=== Begin Enclosure ===
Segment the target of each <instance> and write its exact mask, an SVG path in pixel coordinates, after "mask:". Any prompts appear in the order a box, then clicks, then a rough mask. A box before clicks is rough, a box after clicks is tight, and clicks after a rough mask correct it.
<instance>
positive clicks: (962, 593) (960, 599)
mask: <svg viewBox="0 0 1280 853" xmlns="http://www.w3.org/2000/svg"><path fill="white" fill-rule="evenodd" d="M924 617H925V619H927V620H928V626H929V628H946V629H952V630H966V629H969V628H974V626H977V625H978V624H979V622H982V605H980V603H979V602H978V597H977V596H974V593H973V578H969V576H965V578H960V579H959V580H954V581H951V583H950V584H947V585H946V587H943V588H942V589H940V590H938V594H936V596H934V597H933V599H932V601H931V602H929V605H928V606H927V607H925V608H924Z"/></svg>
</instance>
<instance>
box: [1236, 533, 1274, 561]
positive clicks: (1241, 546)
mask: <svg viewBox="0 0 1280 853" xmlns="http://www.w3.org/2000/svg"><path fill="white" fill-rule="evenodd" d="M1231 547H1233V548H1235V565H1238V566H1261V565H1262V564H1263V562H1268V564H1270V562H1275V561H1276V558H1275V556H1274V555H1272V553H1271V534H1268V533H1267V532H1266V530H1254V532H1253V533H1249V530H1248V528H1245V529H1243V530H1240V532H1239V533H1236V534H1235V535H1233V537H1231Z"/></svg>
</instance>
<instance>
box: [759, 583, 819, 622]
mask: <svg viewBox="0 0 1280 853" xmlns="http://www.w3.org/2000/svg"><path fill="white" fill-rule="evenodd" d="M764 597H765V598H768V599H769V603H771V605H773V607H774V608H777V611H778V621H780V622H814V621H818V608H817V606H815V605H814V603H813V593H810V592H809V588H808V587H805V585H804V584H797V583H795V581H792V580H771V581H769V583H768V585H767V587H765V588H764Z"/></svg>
=== End Enclosure ===
Your instructions: After locating the line that contains "positive clicks: (1241, 546)", print that line and every one after it through the last line of the listing, exactly.

Solved exercise:
positive clicks: (1241, 546)
mask: <svg viewBox="0 0 1280 853" xmlns="http://www.w3.org/2000/svg"><path fill="white" fill-rule="evenodd" d="M1231 547H1233V548H1235V565H1238V566H1261V565H1262V564H1263V562H1268V564H1270V562H1275V561H1276V558H1275V556H1274V555H1272V553H1271V534H1268V533H1267V532H1266V530H1254V532H1253V533H1249V530H1248V528H1245V529H1243V530H1240V532H1239V533H1236V534H1235V535H1233V537H1231Z"/></svg>
</instance>
<instance>
box: [759, 583, 819, 622]
mask: <svg viewBox="0 0 1280 853" xmlns="http://www.w3.org/2000/svg"><path fill="white" fill-rule="evenodd" d="M764 597H765V598H768V599H769V603H771V605H773V607H774V608H777V611H778V621H780V622H814V621H818V608H817V606H815V605H814V603H813V593H810V592H809V588H808V587H805V585H804V584H797V583H795V581H792V580H771V581H769V583H768V585H767V587H765V588H764Z"/></svg>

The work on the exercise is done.